[MATERIALS PROVIDED Boundary: Start]

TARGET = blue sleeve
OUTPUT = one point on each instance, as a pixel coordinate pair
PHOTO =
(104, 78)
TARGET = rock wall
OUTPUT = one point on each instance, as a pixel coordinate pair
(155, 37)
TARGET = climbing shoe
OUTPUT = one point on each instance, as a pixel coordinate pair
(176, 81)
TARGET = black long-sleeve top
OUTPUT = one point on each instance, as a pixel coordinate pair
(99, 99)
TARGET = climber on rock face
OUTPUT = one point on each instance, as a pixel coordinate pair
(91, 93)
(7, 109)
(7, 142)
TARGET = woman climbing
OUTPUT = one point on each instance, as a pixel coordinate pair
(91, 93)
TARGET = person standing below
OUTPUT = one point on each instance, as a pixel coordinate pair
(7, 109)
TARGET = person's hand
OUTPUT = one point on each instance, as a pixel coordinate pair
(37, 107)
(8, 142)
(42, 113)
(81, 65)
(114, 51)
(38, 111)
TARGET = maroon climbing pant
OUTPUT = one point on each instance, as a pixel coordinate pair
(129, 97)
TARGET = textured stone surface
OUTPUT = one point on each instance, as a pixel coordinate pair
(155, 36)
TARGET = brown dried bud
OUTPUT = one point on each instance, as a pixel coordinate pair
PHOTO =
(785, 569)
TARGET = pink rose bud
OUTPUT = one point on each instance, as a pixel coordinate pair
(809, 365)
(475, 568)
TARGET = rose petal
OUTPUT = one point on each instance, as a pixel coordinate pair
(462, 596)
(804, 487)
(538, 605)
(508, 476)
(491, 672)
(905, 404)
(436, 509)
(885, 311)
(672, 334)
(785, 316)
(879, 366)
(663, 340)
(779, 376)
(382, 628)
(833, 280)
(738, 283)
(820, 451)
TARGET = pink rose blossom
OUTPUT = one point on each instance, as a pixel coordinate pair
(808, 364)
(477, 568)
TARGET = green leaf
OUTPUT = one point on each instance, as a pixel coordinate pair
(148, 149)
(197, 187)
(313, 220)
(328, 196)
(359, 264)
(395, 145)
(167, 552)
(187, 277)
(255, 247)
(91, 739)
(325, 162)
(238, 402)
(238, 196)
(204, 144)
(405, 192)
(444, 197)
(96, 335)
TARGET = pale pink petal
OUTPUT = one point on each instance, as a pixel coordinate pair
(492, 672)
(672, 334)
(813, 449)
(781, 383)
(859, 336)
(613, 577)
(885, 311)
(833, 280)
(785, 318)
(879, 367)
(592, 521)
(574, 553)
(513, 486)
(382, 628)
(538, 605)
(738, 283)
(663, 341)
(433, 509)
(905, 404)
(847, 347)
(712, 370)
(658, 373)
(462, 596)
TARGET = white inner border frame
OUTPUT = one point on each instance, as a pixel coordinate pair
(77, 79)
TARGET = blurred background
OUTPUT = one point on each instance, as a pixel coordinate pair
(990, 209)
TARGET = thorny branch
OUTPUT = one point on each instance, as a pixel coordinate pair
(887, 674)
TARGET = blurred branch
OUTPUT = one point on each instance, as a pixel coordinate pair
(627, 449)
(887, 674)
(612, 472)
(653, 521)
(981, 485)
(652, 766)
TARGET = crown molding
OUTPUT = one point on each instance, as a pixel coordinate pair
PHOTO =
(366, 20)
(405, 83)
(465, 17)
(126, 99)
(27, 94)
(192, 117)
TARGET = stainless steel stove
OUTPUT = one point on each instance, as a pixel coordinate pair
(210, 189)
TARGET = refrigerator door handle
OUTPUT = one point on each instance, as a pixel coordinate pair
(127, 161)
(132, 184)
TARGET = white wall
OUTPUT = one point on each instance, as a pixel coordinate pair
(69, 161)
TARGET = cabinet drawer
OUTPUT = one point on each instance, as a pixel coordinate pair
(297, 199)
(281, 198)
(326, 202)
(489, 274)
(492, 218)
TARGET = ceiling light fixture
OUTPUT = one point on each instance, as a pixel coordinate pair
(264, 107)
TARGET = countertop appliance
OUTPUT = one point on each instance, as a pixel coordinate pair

[MATERIALS PROVIDED Boundary: End]

* [INSTRUCTIONS FOR THE TASK] Copy every entry exactly. Leave nothing out.

* [REPLY TO THE TASK]
TARGET = blue sleeve
OUTPUT = one point on each instance, as a pixel coordinate pair
PHOTO =
(104, 78)
TARGET = rock wall
OUTPUT = one point on each instance, as a pixel coordinate pair
(155, 37)
TARGET = climbing shoe
OUTPUT = one point on each instance, as a pixel coordinate pair
(176, 81)
TARGET = black long-sleeve top
OUTPUT = one point on each instance, as a pixel coordinate pair
(99, 99)
TARGET = climber on rock face
OUTPUT = one point on each instance, as a pixel coordinate pair
(91, 93)
(7, 109)
(7, 142)
TARGET = woman climbing
OUTPUT = one point on each instance, as a pixel coordinate pair
(91, 93)
TARGET = person standing below
OUTPUT = one point on each instance, as a pixel coordinate pair
(7, 109)
TARGET = person's hand
OUTPUT = one point on each instance, as a pixel coordinate pair
(37, 107)
(8, 142)
(42, 113)
(81, 65)
(114, 51)
(38, 111)
TARGET = maroon climbing pant
OUTPUT = one point on each instance, as a pixel coordinate pair
(129, 97)
TARGET = textured stone surface
OUTPUT = one point on each instance, as a pixel coordinate pair
(155, 36)
TARGET = brown dried bud
OUTPUT = one point on each instance, as a pixel coordinate pair
PHOTO =
(785, 569)
TARGET = pink rose bud
OUTPUT = one point on each instance, as a pixel coordinate pair
(809, 365)
(475, 568)
TARGET = rose petal
OUTPUT = one point on each instance, as a pixel coordinate pair
(462, 596)
(804, 487)
(538, 605)
(508, 476)
(491, 672)
(905, 404)
(436, 509)
(885, 311)
(672, 334)
(785, 316)
(879, 366)
(663, 340)
(779, 376)
(382, 628)
(833, 280)
(738, 283)
(820, 451)
TARGET = pink rose blossom
OUTPUT = one point on each instance, as a pixel coordinate pair
(808, 364)
(477, 568)
TARGET = green leaf
OUTPUT = one point on each instance, as a pixel coordinate pair
(148, 149)
(197, 187)
(313, 220)
(328, 196)
(359, 264)
(395, 145)
(167, 552)
(187, 277)
(255, 247)
(91, 739)
(325, 162)
(238, 402)
(238, 196)
(204, 144)
(405, 192)
(444, 197)
(96, 335)
TARGET = pale pink petal
OUTPUT = one point on each instance, as a pixel coordinate pair
(492, 672)
(672, 334)
(813, 449)
(781, 383)
(859, 336)
(613, 577)
(885, 311)
(833, 280)
(785, 318)
(879, 367)
(592, 521)
(574, 553)
(513, 486)
(382, 628)
(538, 605)
(738, 283)
(663, 341)
(433, 509)
(905, 404)
(847, 347)
(712, 370)
(658, 373)
(462, 596)
TARGET = white inner border frame
OUTPUT = one point on each instance, as a pixel coordinate pair
(77, 79)
TARGET = blurred background
OUTPUT = one point on each instance, as a pixel coordinate pair
(990, 209)
TARGET = thorny branch
OUTPUT = one point on each instance, as a pixel coordinate pair
(887, 674)
TARGET = blurred branch
OUTPUT = one point on each instance, as a pixel coordinate pair
(627, 449)
(887, 674)
(612, 472)
(653, 521)
(981, 485)
(652, 766)
TARGET = crown molding
OUTPUT = one point on each instance, as a pixel coordinate pair
PHOTO =
(366, 20)
(405, 83)
(465, 17)
(126, 99)
(27, 94)
(192, 117)
TARGET = stainless steel stove
OUTPUT = one point on each instance, as a pixel coordinate pair
(210, 189)
TARGET = refrigerator door handle
OUTPUT = one point on each instance, as a pixel coordinate pair
(127, 161)
(132, 184)
TARGET = white wall
OUTPUT = one point on each instance, as a pixel coordinate pair
(69, 161)
TARGET = cabinet drawer
OUTPUT = one point on each instance, as a pixel coordinate pair
(297, 199)
(281, 198)
(326, 202)
(489, 274)
(492, 218)
TARGET = ceiling light fixture
OUTPUT = one point on each instance, as a pixel coordinate pair
(264, 107)
TARGET = countertop appliance
OUTPUT = one point on each instance, as a pixel coordinate pair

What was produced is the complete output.